What to do
Format the lines below as a numbered list, one number per line, skipping any blank lines. Leave the pictures out.

──────── Listed records ────────

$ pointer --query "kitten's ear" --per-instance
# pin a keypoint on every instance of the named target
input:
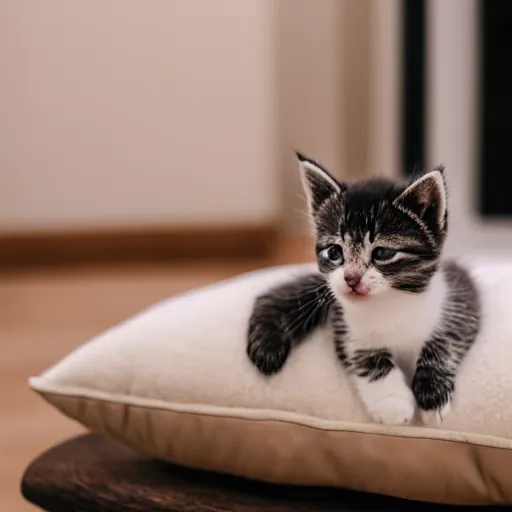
(318, 183)
(425, 200)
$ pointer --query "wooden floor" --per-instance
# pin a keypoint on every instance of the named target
(44, 314)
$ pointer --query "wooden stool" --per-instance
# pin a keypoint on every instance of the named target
(94, 473)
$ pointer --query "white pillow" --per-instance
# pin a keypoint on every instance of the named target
(175, 382)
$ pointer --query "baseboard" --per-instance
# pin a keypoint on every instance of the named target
(137, 245)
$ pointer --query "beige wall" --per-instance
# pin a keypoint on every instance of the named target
(126, 112)
(338, 91)
(189, 110)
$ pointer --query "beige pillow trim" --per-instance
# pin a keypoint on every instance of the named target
(287, 417)
(281, 447)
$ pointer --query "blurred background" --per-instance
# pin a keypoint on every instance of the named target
(146, 148)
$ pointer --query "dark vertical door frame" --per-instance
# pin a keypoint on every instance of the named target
(413, 85)
(494, 108)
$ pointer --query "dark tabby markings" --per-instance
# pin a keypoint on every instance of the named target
(283, 317)
(434, 381)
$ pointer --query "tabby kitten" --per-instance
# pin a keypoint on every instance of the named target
(402, 318)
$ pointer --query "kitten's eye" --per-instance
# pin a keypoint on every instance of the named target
(334, 254)
(383, 254)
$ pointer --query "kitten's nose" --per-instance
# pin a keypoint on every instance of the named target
(353, 278)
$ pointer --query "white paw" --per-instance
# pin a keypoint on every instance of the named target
(393, 410)
(435, 418)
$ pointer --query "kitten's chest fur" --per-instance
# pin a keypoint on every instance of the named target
(400, 323)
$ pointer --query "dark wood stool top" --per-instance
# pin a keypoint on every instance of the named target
(94, 473)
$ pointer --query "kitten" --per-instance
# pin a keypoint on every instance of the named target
(402, 318)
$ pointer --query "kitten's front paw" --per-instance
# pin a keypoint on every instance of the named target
(393, 410)
(435, 417)
(267, 350)
(433, 393)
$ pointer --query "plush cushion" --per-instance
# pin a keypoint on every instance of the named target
(175, 382)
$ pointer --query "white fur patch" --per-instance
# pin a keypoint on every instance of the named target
(389, 400)
(395, 320)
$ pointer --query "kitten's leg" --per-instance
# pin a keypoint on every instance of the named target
(440, 359)
(380, 384)
(283, 317)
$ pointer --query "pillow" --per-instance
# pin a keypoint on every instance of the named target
(175, 382)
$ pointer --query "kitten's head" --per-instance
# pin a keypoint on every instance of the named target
(378, 235)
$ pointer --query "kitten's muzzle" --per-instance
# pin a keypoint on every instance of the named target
(353, 280)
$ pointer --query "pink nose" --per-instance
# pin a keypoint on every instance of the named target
(353, 279)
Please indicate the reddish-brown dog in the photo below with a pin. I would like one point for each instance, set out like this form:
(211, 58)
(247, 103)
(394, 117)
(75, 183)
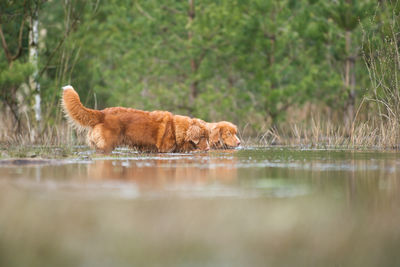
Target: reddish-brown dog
(223, 135)
(159, 131)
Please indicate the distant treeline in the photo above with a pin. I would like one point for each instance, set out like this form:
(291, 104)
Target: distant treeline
(256, 63)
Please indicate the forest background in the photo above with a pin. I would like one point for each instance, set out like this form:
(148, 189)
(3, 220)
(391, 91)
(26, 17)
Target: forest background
(305, 70)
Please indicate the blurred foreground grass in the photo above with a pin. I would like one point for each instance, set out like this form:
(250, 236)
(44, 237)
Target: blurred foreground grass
(68, 229)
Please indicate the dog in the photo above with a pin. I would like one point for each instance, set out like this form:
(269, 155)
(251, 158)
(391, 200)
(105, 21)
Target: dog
(158, 131)
(223, 135)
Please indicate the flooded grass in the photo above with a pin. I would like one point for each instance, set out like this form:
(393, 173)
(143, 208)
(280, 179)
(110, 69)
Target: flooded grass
(246, 207)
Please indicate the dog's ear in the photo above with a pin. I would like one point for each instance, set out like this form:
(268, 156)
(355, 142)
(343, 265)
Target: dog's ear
(215, 135)
(193, 134)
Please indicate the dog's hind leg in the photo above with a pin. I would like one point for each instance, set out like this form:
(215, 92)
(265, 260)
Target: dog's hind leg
(102, 139)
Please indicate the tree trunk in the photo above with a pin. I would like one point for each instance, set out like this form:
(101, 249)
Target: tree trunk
(349, 81)
(33, 59)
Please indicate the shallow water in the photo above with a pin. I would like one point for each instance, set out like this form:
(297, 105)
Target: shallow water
(245, 207)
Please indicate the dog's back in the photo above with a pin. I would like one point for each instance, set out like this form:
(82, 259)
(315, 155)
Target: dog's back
(76, 112)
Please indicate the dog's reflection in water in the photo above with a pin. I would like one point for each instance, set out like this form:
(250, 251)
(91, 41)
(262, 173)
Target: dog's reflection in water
(159, 174)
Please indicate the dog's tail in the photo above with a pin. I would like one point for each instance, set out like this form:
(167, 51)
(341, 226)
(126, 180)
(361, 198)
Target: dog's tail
(76, 112)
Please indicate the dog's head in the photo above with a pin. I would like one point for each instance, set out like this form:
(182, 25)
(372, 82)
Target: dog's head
(224, 135)
(198, 135)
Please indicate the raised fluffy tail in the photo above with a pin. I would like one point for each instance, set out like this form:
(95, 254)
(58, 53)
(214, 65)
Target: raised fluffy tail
(76, 112)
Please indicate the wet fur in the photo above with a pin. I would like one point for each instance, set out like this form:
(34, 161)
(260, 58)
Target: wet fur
(159, 131)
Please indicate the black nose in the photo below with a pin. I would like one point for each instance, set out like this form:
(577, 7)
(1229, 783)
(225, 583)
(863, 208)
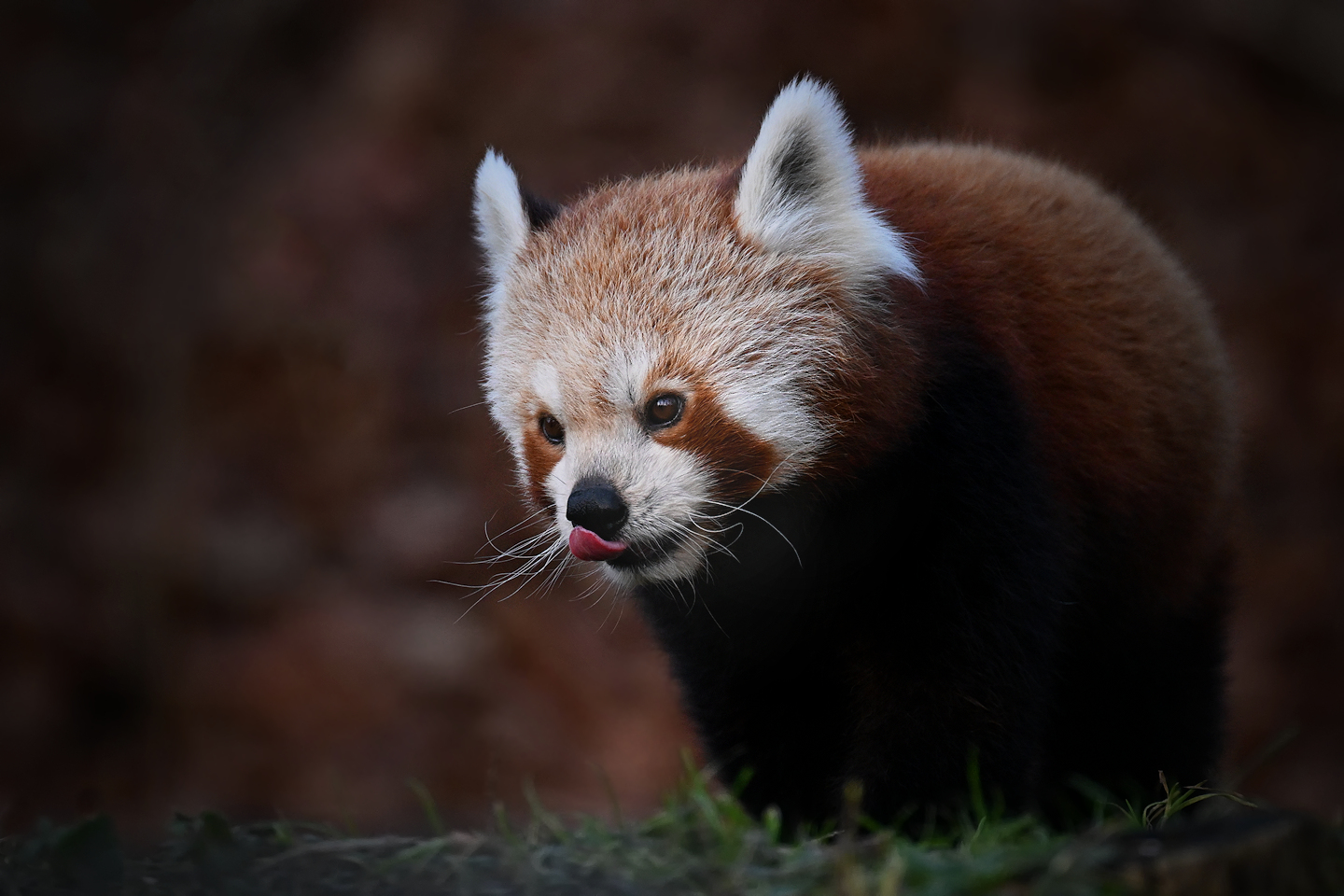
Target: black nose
(597, 507)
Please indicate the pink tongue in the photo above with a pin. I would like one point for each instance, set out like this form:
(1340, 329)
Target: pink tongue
(590, 546)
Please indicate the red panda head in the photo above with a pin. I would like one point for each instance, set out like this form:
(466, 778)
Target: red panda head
(665, 348)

────────

Output of the task
1. $ pointer --query "kitten's ear" --per-instance
2. # pin a keypoint on every instance of the named target
3. input:
4. (318, 183)
5. (425, 200)
6. $ pointer --query "wooden floor" --per-instance
7. # pin a keypoint on every instance of the named target
8. (44, 314)
9. $ pointer --query "wooden stool" --per-instance
10. # pin a keypoint on every instance of the named target
11. (94, 473)
12. $ pointer --query "white pillow" --per-instance
13. # pin a keypoint on every instance of the named target
14. (175, 382)
15. $ pointer --query "baseboard" --per-instance
16. # pin a keypoint on every instance of the named target
17. (137, 245)
18. $ pointer --query "beige wall" --per-instance
19. # pin a keypoint on every instance of the named target
20. (126, 112)
21. (338, 91)
22. (189, 110)
23. $ pointer --query "beige pillow trim" --per-instance
24. # pin a keypoint on every instance of the named target
25. (287, 417)
26. (281, 447)
27. $ pointer --query "blurred background" --per-instance
28. # pin a keypoint on every instance of the named target
29. (146, 148)
30. $ pointer --query "dark vertical door frame" --per-instance
31. # pin a keypoint on every instance of the named target
32. (413, 85)
33. (494, 108)
34. $ pointer --query "dark tabby markings" --per-instance
35. # pin a keypoint on every instance of the named target
36. (283, 317)
37. (434, 381)
38. $ pointer --query "tabby kitten" --per-instance
39. # pin a keypoint on every instance of the named target
40. (402, 318)
41. $ pointer --query "kitten's eye" --per-instance
42. # pin a keypoint on every instance of the named target
43. (334, 254)
44. (383, 254)
45. $ pointer --query "kitten's nose" --per-instance
46. # pin a keypoint on every instance of the named target
47. (353, 278)
48. $ pointer --query "white paw" --per-instance
49. # pin a keypoint on every instance of the named target
50. (393, 410)
51. (435, 418)
52. $ pointer --query "kitten's chest fur" --per-instance
53. # pin a keypoint on every instance of the named target
54. (400, 323)
55. $ pointer --query "dark wood stool top" --per-instance
56. # pin a keypoint on every instance of the named target
57. (94, 473)
58. $ pointer --query "kitten" --per-instance
59. # pin a keypoint on every instance of the named target
60. (402, 318)
61. $ pointer --query "kitten's front paw" --per-instance
62. # pin a keypoint on every instance of the named target
63. (393, 410)
64. (435, 417)
65. (267, 350)
66. (433, 393)
67. $ pointer --query "plush cushion" --per-instance
68. # pin a keypoint on every instance of the named target
69. (175, 382)
70. $ pointer --query "white fur patch" --per-instance
71. # pin a keypoint on every instance of the named target
72. (389, 400)
73. (395, 320)
74. $ pointer --query "kitten's leg" --per-instance
75. # pin a keypoint on every instance of the named target
76. (440, 359)
77. (380, 384)
78. (283, 317)
79. $ pointer --query "pillow" --per-instance
80. # pin a keypoint on every instance of the named target
81. (175, 382)
82. $ pointer --query "kitten's head" --per-instance
83. # pin a keypoint on every instance of the named target
84. (378, 235)
85. $ pointer --query "kitten's muzzle" --per-instance
86. # pin a keypoint on every instance of the named target
87. (353, 280)
88. $ pointer --query "pink nose" --per-instance
89. # pin a keypoint on every instance of the named target
90. (353, 279)
91. Please indicate the reddish-brown dog in the photo below with a pin. I would like one point for each instance, set out like this form:
92. (211, 58)
93. (247, 103)
94. (394, 117)
95. (75, 183)
96. Target: reddish-brown dog
97. (223, 135)
98. (159, 131)
99. Please indicate the distant treeline in the photo above with a pin. I would like one point for each instance, set out like this form:
100. (291, 104)
101. Target: distant treeline
102. (256, 63)
103. Please indicate the forest background in the photo above with a pin. I would like one point for each instance, set out like this form:
104. (148, 189)
105. (3, 220)
106. (391, 91)
107. (26, 17)
108. Target: forest background
109. (305, 70)
110. Please indicate the blurred foreground grass in the photo above with a pin. I would like one point for each instance, set out like this form:
111. (250, 236)
112. (44, 237)
113. Target: blurred foreground grass
114. (68, 229)
115. Please indicate the dog in the photo above with a pin. I would like one point for each instance, set out like this form:
116. (269, 155)
117. (251, 158)
118. (391, 200)
119. (105, 21)
120. Target: dog
121. (158, 131)
122. (223, 135)
123. Please indicate the flooded grass in the photo above with a pin. I would like one point for each instance, set out like this form:
124. (393, 173)
125. (143, 208)
126. (280, 179)
127. (110, 69)
128. Target: flooded grass
129. (246, 207)
130. Please indicate the dog's ear in the photo above with a pin. I would like one point for each instance, set out like this form:
131. (268, 156)
132. (355, 142)
133. (343, 265)
134. Target: dog's ear
135. (215, 135)
136. (193, 134)
137. Please indicate the dog's hind leg in the photo above with a pin. I would like one point for each instance, set out like this form:
138. (215, 92)
139. (265, 260)
140. Target: dog's hind leg
141. (102, 139)
142. Please indicate the tree trunk in the photo above with a pin. I would like one point for each instance, set out like this form:
143. (101, 249)
144. Target: tree trunk
145. (349, 81)
146. (33, 59)
147. Please indicate the shallow water in the photo above with a pin. I would like one point for each instance, set out like this form:
148. (297, 105)
149. Target: shallow water
150. (245, 207)
151. Please indicate the dog's back in the photo above with a pin. I would like one point for each instance, set out like this form:
152. (82, 259)
153. (315, 155)
154. Target: dog's back
155. (76, 112)
156. Please indicate the dog's reflection in water in the photo above with a pin. I would like one point for each instance, set out like this form:
157. (250, 251)
158. (91, 41)
159. (262, 173)
160. Target: dog's reflection in water
161. (159, 174)
162. Please indicate the dog's tail in the photo above with a pin. I would like one point for each instance, set out like this form:
163. (167, 51)
164. (341, 226)
165. (126, 180)
166. (361, 198)
167. Target: dog's tail
168. (76, 112)
169. Please indicate the dog's head in the photo above with a pin. I would like one point for each instance, set out like this form:
170. (182, 25)
171. (372, 82)
172. Target: dog's head
173. (224, 135)
174. (198, 135)
175. Please indicate the raised fluffy tail in the photo above with a pin. I would like one point for each instance, set out like this form:
176. (95, 254)
177. (58, 53)
178. (214, 65)
179. Target: raised fluffy tail
180. (76, 112)
181. Please indicate the wet fur in the photo above with a pin. I would like one point for each instance, set out like this form:
182. (34, 161)
183. (260, 58)
184. Target: wet fur
185. (159, 131)
186. Please indicate the black nose in the photo below with a pin. I would like one point for each instance, set out like this form:
187. (577, 7)
188. (1229, 783)
189. (225, 583)
190. (863, 208)
191. Target: black nose
192. (597, 507)
193. Please indicate the pink tongue in the photo above with a pin. I would like one point for each instance, set out like this form:
194. (1340, 329)
195. Target: pink tongue
196. (590, 546)
197. Please indicate the red panda head in the photo above with a pin. I would like one point for each instance, set out like this form:
198. (466, 778)
199. Target: red panda head
200. (665, 348)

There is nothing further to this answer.